[Region pointing data]
((

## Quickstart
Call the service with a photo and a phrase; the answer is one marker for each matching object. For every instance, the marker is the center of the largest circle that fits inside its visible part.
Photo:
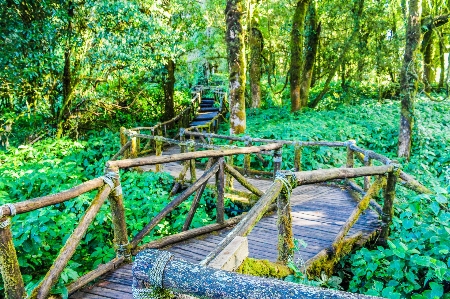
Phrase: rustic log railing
(109, 186)
(156, 272)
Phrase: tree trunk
(312, 41)
(409, 78)
(67, 77)
(169, 87)
(296, 53)
(256, 47)
(236, 65)
(442, 61)
(356, 21)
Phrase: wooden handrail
(45, 201)
(191, 155)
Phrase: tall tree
(256, 47)
(409, 78)
(296, 53)
(236, 65)
(312, 33)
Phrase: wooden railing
(109, 186)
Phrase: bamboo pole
(245, 226)
(242, 180)
(117, 208)
(379, 183)
(193, 155)
(196, 201)
(322, 175)
(45, 201)
(9, 265)
(388, 207)
(43, 289)
(220, 183)
(173, 204)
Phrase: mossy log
(325, 260)
(204, 282)
(196, 201)
(322, 175)
(173, 204)
(45, 201)
(263, 268)
(94, 274)
(362, 206)
(9, 265)
(242, 180)
(43, 289)
(388, 207)
(189, 234)
(193, 155)
(248, 222)
(125, 147)
(117, 208)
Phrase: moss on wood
(263, 268)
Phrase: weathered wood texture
(318, 213)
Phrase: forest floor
(415, 265)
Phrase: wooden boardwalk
(318, 212)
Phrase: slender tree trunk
(236, 65)
(169, 87)
(428, 57)
(356, 21)
(67, 77)
(296, 53)
(311, 43)
(409, 78)
(256, 47)
(442, 62)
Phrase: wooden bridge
(325, 207)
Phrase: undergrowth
(50, 166)
(416, 263)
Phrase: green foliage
(416, 263)
(51, 166)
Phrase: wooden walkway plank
(318, 213)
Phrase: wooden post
(196, 200)
(350, 157)
(230, 179)
(133, 149)
(123, 141)
(350, 154)
(367, 162)
(284, 222)
(158, 149)
(298, 149)
(277, 159)
(121, 242)
(388, 207)
(191, 148)
(9, 265)
(138, 144)
(220, 184)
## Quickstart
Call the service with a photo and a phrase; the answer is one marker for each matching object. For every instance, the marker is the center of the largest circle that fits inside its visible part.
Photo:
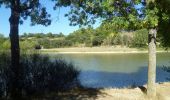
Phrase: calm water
(116, 70)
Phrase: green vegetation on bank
(39, 75)
(84, 37)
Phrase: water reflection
(119, 80)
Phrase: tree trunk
(151, 91)
(14, 89)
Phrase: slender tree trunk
(151, 91)
(15, 89)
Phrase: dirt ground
(163, 93)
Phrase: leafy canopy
(29, 8)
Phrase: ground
(163, 93)
(99, 50)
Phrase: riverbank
(99, 50)
(163, 93)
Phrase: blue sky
(59, 22)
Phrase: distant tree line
(83, 37)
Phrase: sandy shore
(96, 50)
(163, 93)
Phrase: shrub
(39, 74)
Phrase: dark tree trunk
(15, 89)
(151, 91)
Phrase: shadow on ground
(80, 93)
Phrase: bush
(39, 74)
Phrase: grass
(39, 74)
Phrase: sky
(59, 22)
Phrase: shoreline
(97, 50)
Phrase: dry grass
(163, 93)
(114, 49)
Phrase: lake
(116, 70)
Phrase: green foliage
(140, 38)
(40, 74)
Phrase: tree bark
(15, 86)
(151, 91)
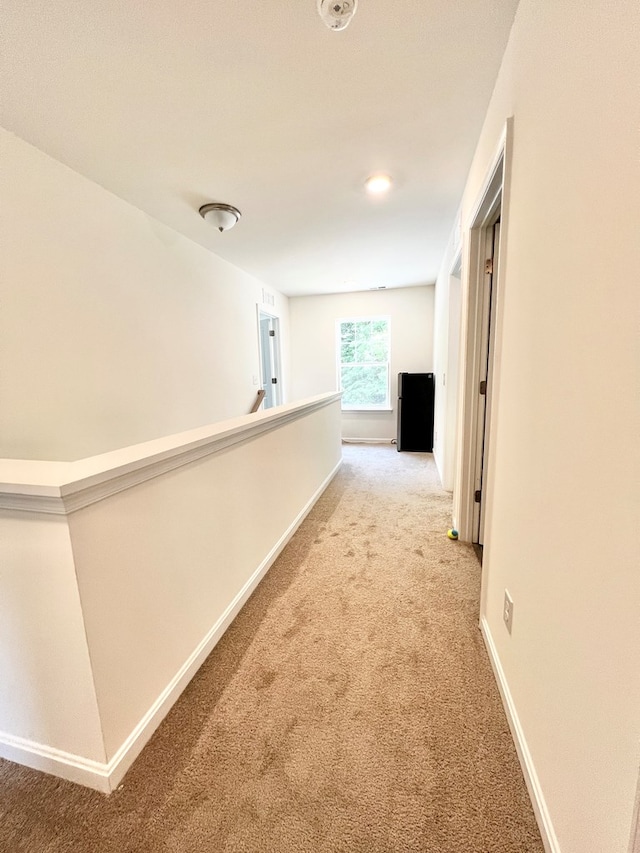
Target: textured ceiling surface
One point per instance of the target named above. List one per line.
(259, 105)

))

▶ **Your objective**
Every record must be returned exactly. Leave its pictures out.

▶ **Written reply**
## Quickstart
Call the service with a photo and a phrase; the answer is one marker for each matching object. For every instance, the marker is the center of the largest circle that fits inside its visible part.
Photo:
Phrase: rustic log railing
(109, 186)
(156, 272)
Phrase: tree trunk
(312, 41)
(409, 78)
(67, 77)
(169, 87)
(296, 53)
(256, 47)
(236, 65)
(442, 61)
(356, 21)
Phrase: wooden handrail
(45, 201)
(191, 155)
Phrase: tall tree
(256, 47)
(409, 78)
(296, 53)
(236, 65)
(312, 33)
Phrase: wooden railing
(109, 186)
Phrase: bamboo pole
(245, 226)
(242, 180)
(117, 208)
(379, 183)
(193, 155)
(196, 201)
(322, 175)
(45, 201)
(9, 265)
(388, 207)
(43, 289)
(220, 183)
(173, 204)
Phrase: mossy log
(325, 260)
(204, 282)
(196, 201)
(322, 175)
(173, 204)
(45, 201)
(263, 268)
(94, 274)
(362, 206)
(9, 265)
(242, 180)
(43, 289)
(388, 207)
(189, 234)
(193, 155)
(248, 222)
(125, 147)
(117, 208)
Phrase: moss on wood
(263, 268)
Phrase: weathered wood texture
(318, 213)
Phrase: forest floor
(415, 265)
Phrase: wooden boardwalk
(318, 212)
Phrase: slender tree trunk
(236, 65)
(169, 87)
(428, 57)
(356, 21)
(67, 77)
(296, 53)
(311, 43)
(409, 78)
(256, 47)
(442, 62)
Phrase: wooden bridge
(325, 207)
Phrase: undergrowth
(50, 166)
(416, 263)
Phrase: green foliage
(416, 263)
(51, 166)
Phrase: wooden walkway plank
(318, 213)
Phrase: wooden post
(196, 200)
(350, 157)
(230, 179)
(133, 149)
(123, 141)
(350, 154)
(367, 162)
(284, 222)
(158, 149)
(298, 149)
(277, 159)
(121, 242)
(388, 207)
(191, 148)
(9, 265)
(138, 144)
(220, 184)
## Quickstart
Call the service with a photo and a phrase; the answer is one marker for each matching object. For every instance, the marker is the center of the largest circle that fits inside its visible part.
Photo:
Phrase: calm water
(116, 70)
Phrase: green vegetation on bank
(39, 75)
(84, 37)
Phrase: water reflection
(119, 80)
Phrase: tree trunk
(151, 91)
(14, 89)
Phrase: slender tree trunk
(151, 91)
(15, 89)
Phrase: dirt ground
(163, 93)
Phrase: leafy canopy
(29, 8)
Phrase: ground
(163, 93)
(99, 50)
Phrase: riverbank
(99, 50)
(163, 93)
Phrase: blue sky
(59, 22)
Phrase: distant tree line
(83, 37)
Phrase: sandy shore
(96, 50)
(163, 93)
Phrase: shrub
(39, 74)
Phrase: dark tree trunk
(15, 89)
(151, 91)
Phrase: shadow on ground
(80, 93)
Phrase: bush
(39, 74)
Phrase: grass
(39, 74)
Phrase: sky
(59, 22)
Phrase: shoreline
(97, 50)
Phrase: dry grass
(163, 93)
(114, 49)
Phrase: lake
(116, 70)
Phrase: green foliage
(140, 38)
(40, 74)
Phrase: tree bark
(15, 86)
(151, 91)
Target: textured ceiling surface
One point per instance of the target named above. List one per line.
(259, 105)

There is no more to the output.